## PASSAGE SHOWN:
It's the old argument with armored vehicles of mobility vs protection. The reality is that you can't engineer a vehicle to protect against every single battlefield threat. The Bradley went thru several years of media stupidity int he early to mid 80s. There was even a 60 Minutes story about what a lousy vehicle it was. You guys know the routine— an "expose" on cost overruns, weak armor protection, maintenance nightmares— blah blah blah. But after Desert Storm, when the Bradley proved itself a capable and reliable combat vehicle, all the naysayers shut up. Don't worry, this business will blow over to.


----------



## C/10 (26 Jul 2006)

so how does the Nayla ( not sure on spelling) hold up compared to the rest.


----------



## Jammer (1 Aug 2006)

Awesome...one took an IED hit in May...everyone walked away from it...albeit with their bells rung a bit.


----------



## MJP (1 Aug 2006)

Jammer said:
			
		

> Awesome...one took an IED hit in May...everyone walked away from it...albeit with their bells rung a bit.



They didn't all walk away......they driver was still pretty badly injured in the sense he is just walking again right now.  The vehicle did what it was suppose to and deflect the killing blast away from the occupants.  Totally demolished the front of the vehicle but left the crew compartment together.


----------



## Jammer (1 Aug 2006)

Rgr that...I was on site for that one...thanking our stars it wasn't a G..


----------

(Data entries)
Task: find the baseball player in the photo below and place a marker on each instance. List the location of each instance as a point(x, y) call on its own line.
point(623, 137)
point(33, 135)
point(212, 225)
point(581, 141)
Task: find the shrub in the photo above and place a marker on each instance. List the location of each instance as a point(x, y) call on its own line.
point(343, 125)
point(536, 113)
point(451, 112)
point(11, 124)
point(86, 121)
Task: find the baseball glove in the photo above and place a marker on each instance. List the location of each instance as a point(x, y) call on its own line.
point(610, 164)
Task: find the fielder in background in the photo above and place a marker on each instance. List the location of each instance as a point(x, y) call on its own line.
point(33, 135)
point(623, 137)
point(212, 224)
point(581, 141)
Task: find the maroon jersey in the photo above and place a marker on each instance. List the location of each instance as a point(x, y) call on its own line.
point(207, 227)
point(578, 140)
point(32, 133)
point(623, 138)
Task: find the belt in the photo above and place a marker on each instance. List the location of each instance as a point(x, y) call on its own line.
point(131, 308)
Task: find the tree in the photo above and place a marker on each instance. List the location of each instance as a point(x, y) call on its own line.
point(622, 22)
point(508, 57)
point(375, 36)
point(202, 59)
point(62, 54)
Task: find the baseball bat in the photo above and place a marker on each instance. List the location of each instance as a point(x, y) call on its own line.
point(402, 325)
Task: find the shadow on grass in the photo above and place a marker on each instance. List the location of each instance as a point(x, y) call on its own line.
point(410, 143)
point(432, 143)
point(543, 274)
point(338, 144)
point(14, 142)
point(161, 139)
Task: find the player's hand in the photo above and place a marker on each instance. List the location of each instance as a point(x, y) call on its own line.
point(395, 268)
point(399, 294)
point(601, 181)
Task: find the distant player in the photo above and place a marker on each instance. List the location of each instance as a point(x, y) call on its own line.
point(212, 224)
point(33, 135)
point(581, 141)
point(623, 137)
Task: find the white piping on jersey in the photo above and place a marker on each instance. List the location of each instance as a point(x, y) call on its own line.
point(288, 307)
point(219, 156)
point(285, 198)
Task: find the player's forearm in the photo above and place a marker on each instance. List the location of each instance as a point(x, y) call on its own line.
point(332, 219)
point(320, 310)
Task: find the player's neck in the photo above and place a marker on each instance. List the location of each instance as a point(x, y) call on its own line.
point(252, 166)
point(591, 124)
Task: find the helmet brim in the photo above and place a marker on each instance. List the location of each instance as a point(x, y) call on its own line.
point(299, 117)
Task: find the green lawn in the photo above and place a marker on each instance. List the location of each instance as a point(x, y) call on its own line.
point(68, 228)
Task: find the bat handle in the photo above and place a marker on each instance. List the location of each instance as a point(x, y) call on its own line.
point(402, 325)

## WHAT IS ASKED:
Please translate this sentence from the forum thread on armored vehicles into Spanish: "The reality is that you can't engineer a vehicle to protect against every single battlefield threat."

## EXERCISE SOLUTION:
La realidad es que no se puede diseñar un vehículo que proteja contra todas y cada una de las amenazas del campo de batalla.